Prompt a
Reproduce word for word the part of the woodturning thread below that opens with the words containing "For a first bowl that is" and closes with "finish! Good job!!".

Supplied passage

■ ■ ■ ■ ■

# My first bowl (pic heavy)



## DavidWayne1971 (Dec 25, 2011)

Back home with the folks for the holidays, and found an old oak branch about 9" round in the field next to my sisters house. I figured Id give it a shot and see what happened. Ive had to fight my sister and my mother off of it. This is my first and is going home with me :biggrin:.


----------



## Wingdoctor (Dec 25, 2011)

For a first bowl that is great! Great job and a very nice piece of oak. 

Bruce


----------



## DSallee (Dec 25, 2011)

WoW!! Nice first bowl! love the look and finish! Good job!!


----------



## phillywood (Dec 25, 2011)

For a first bowl that realy looks nice, but I don't think you have oak there or wich part of Houston you got that from? It looks different than the oaks I have seen around S. TX.


----------



## hilltopper46 (Dec 25, 2011)

Very nice.  And turned end grain as well - not always an easy job.


----------



## DavidWayne1971 (Dec 25, 2011)

Thank yall so much for the replies. Im back home in Louisiana for the holidays, and it is definatley an oak tree, but the branch fell off no telling how long ago.. most of it was starting to rot away. I dont know if it was the rot, or fungus or what caused the darkness of the wood. Im hoping to get a bit more tomorrow for future projects.


----------



## DavidWayne1971 (Dec 26, 2011)

Since my sister raised so much h-e-double hockey sticks over this bowl, I decided to turn a smaller one for her.... as usual, what I started to make was NOT the finished product. The edge had alot of rot in it so the diameter had to be shrunk way down, then it just started looking like a candle holder so I went with it. She was VERY happy when she opened her present this morning, but of course, now her friends are also wanting candle holders.


----------



## TellicoTurning (Dec 26, 2011)

phillywood said:


> For a first bowl that realy looks nice, but I don't think you have oak there or wich part of Houston you got that from? It looks different than the oaks I have seen around S. TX.



They have oaks in Houston... the bowl looks a lot like the spalted white(also called champion) oak I've found around here... it's a great looking bowl and pretty intricate for a first effort. Great shape and finish.


----------



## TellicoTurning (Dec 26, 2011)

DavidWayne1971 said:


> Thank yall so much for the replies. Im back home in Louisiana for the holidays, and it is definatley an oak tree, but the branch fell off no telling how long ago.. most of it was starting to rot away. I dont know if it was the rot, or fungus or what caused the darkness of the wood. Im hoping to get a bit more tomorrow for future projects.



The black is spalting where the fungus from laying on the ground started the rotting process... I have a pile of oak that I took from a friends house stacked in my shop area that looks just like yours... the tree here was called a champion oak or white oak... the tree was 52 inches at the base when it was cut... I only got limbs off it because the trunk was too big to handle... I actually ruined 3 chain saws trying to cut up the tree.

■ ■ ■ ■ ■

Prompt b
Write out the records below again, changing each "green plant" to "leafy shrub" and keeping everything else the same.

■ ■ ■ ■ ■

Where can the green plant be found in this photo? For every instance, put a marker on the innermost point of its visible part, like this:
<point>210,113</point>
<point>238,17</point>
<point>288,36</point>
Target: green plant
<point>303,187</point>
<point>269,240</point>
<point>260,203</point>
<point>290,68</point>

■ ■ ■ ■ ■

Exercise result a
For a first bowl that is great! Great job and a very nice piece of oak. 

Bruce


----------



## DSallee (Dec 25, 2011)

WoW!! Nice first bowl! love the look and finish! Good job!!

Exercise result b
Where can the leafy shrub be found in this photo? For every instance, put a marker on the innermost point of its visible part, like this:
<point>210,113</point>
<point>238,17</point>
<point>288,36</point>
Target: leafy shrub
<point>303,187</point>
<point>269,240</point>
<point>260,203</point>
<point>290,68</point>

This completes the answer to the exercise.